◆ Task to complete ◆
Rewrite the lines below as a Markdown table with two columns, No. and Text, giving each line its own numbered row and leaving out any blank lines.

◆ Extracted entries ◆

--- --- ---

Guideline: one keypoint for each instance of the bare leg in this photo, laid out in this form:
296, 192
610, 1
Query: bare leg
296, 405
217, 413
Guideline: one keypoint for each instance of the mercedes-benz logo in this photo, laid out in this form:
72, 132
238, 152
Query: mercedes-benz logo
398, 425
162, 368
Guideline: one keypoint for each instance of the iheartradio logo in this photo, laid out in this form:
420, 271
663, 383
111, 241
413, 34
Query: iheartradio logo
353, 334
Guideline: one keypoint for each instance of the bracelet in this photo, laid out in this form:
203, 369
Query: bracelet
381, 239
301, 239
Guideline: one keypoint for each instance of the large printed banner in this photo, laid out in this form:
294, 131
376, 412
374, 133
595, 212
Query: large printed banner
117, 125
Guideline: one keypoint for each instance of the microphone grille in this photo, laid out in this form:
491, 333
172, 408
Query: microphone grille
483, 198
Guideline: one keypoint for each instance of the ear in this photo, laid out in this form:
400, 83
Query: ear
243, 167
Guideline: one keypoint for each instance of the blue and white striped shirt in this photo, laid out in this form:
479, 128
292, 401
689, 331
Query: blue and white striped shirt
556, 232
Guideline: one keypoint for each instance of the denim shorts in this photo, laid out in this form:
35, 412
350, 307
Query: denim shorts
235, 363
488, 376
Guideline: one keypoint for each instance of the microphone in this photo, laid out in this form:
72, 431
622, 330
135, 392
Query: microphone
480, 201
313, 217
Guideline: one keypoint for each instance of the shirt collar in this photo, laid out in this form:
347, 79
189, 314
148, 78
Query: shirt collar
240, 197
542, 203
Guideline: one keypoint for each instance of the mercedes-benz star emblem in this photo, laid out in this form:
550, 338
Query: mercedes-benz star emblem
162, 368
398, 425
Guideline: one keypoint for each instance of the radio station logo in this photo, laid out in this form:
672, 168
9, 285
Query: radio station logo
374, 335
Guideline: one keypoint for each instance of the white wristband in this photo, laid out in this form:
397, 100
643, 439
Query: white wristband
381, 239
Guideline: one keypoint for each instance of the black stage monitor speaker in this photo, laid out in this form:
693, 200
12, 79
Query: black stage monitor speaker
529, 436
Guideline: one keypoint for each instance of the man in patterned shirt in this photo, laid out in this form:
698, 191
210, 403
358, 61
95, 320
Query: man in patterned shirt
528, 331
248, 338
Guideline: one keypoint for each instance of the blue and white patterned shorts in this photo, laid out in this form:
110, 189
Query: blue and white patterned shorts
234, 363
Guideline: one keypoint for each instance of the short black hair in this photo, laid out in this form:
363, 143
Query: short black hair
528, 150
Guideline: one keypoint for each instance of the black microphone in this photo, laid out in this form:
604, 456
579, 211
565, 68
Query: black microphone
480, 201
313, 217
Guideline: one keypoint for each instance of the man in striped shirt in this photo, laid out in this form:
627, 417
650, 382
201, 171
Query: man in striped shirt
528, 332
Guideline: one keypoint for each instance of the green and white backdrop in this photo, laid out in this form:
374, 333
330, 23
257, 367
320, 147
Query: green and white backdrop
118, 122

--- --- ---

◆ Full answer ◆
| No. | Text |
|---|---|
| 1 | Guideline: one keypoint for each instance of the bare leg in this photo, laid out in this form: |
| 2 | 296, 192 |
| 3 | 610, 1 |
| 4 | Query: bare leg |
| 5 | 296, 405 |
| 6 | 217, 413 |
| 7 | Guideline: one keypoint for each instance of the mercedes-benz logo in this photo, laid out in this form: |
| 8 | 72, 132 |
| 9 | 238, 152 |
| 10 | Query: mercedes-benz logo |
| 11 | 398, 425 |
| 12 | 162, 368 |
| 13 | Guideline: one keypoint for each instance of the iheartradio logo in this photo, laid out in this form: |
| 14 | 420, 271 |
| 15 | 663, 383 |
| 16 | 111, 241 |
| 17 | 413, 34 |
| 18 | Query: iheartradio logo |
| 19 | 353, 334 |
| 20 | Guideline: one keypoint for each instance of the bracelet in this photo, laid out in this form: |
| 21 | 203, 369 |
| 22 | Query: bracelet |
| 23 | 381, 239 |
| 24 | 301, 239 |
| 25 | Guideline: one keypoint for each instance of the large printed banner in this photo, laid out in this form: |
| 26 | 294, 131 |
| 27 | 376, 412 |
| 28 | 374, 133 |
| 29 | 595, 212 |
| 30 | Query: large printed banner |
| 31 | 117, 125 |
| 32 | Guideline: one keypoint for each instance of the microphone grille in this photo, laid out in this form: |
| 33 | 491, 333 |
| 34 | 172, 408 |
| 35 | Query: microphone grille |
| 36 | 483, 198 |
| 37 | Guideline: one keypoint for each instance of the ear in this photo, laid out in this form: |
| 38 | 400, 83 |
| 39 | Query: ear |
| 40 | 243, 167 |
| 41 | Guideline: one keypoint for each instance of the blue and white striped shirt in this photo, laid out in this form: |
| 42 | 479, 128 |
| 43 | 292, 401 |
| 44 | 689, 331 |
| 45 | Query: blue and white striped shirt |
| 46 | 556, 232 |
| 47 | Guideline: one keypoint for each instance of the denim shorts in this photo, laid out in this form: |
| 48 | 35, 412 |
| 49 | 350, 307 |
| 50 | Query: denim shorts |
| 51 | 235, 363 |
| 52 | 488, 376 |
| 53 | Guideline: one keypoint for each instance of the microphone in this photo, laid out in this form: |
| 54 | 72, 431 |
| 55 | 622, 330 |
| 56 | 135, 392 |
| 57 | Query: microphone |
| 58 | 480, 201 |
| 59 | 313, 217 |
| 60 | Guideline: one keypoint for each instance of the shirt collar in this photo, laid out in this form: |
| 61 | 347, 79 |
| 62 | 189, 314 |
| 63 | 148, 78 |
| 64 | Query: shirt collar |
| 65 | 240, 197 |
| 66 | 542, 203 |
| 67 | Guideline: one keypoint for each instance of the mercedes-benz star emblem in this photo, laid out in this form: |
| 68 | 550, 338 |
| 69 | Query: mercedes-benz star emblem |
| 70 | 162, 368 |
| 71 | 398, 425 |
| 72 | Guideline: one keypoint for each instance of the radio station logo in this photo, laid out in this form: |
| 73 | 672, 168 |
| 74 | 9, 285 |
| 75 | Query: radio station logo |
| 76 | 374, 335 |
| 77 | Guideline: one keypoint for each instance of the white wristband in this photo, laid out in this form: |
| 78 | 397, 100 |
| 79 | 643, 439 |
| 80 | Query: white wristband |
| 81 | 381, 239 |
| 82 | Guideline: one keypoint for each instance of the black stage monitor speaker in this photo, laid out in this form: |
| 83 | 693, 200 |
| 84 | 12, 79 |
| 85 | Query: black stage monitor speaker |
| 86 | 529, 436 |
| 87 | Guideline: one keypoint for each instance of the man in patterned shirt in this photo, laid out in this form: |
| 88 | 698, 191 |
| 89 | 210, 403 |
| 90 | 358, 61 |
| 91 | 95, 320 |
| 92 | Query: man in patterned shirt |
| 93 | 528, 331 |
| 94 | 248, 338 |
| 95 | Guideline: one keypoint for each instance of the blue and white patterned shorts in this photo, laid out in this form: |
| 96 | 110, 189 |
| 97 | Query: blue and white patterned shorts |
| 98 | 234, 363 |
| 99 | Guideline: one keypoint for each instance of the short black hair in this photo, laid out in this form: |
| 100 | 363, 143 |
| 101 | Query: short black hair |
| 102 | 528, 150 |
| 103 | Guideline: one keypoint for each instance of the black microphone in this photo, laid out in this form: |
| 104 | 604, 456 |
| 105 | 579, 211 |
| 106 | 565, 68 |
| 107 | Query: black microphone |
| 108 | 480, 201 |
| 109 | 313, 217 |
| 110 | Guideline: one keypoint for each instance of the man in striped shirt in this photo, laid out in this form: |
| 111 | 627, 417 |
| 112 | 650, 382 |
| 113 | 201, 171 |
| 114 | Query: man in striped shirt |
| 115 | 528, 332 |
| 116 | Guideline: one keypoint for each instance of the green and white backdrop in this photo, laid out in this form: |
| 117 | 374, 333 |
| 118 | 330, 23 |
| 119 | 257, 367 |
| 120 | 320, 147 |
| 121 | Query: green and white backdrop |
| 122 | 118, 122 |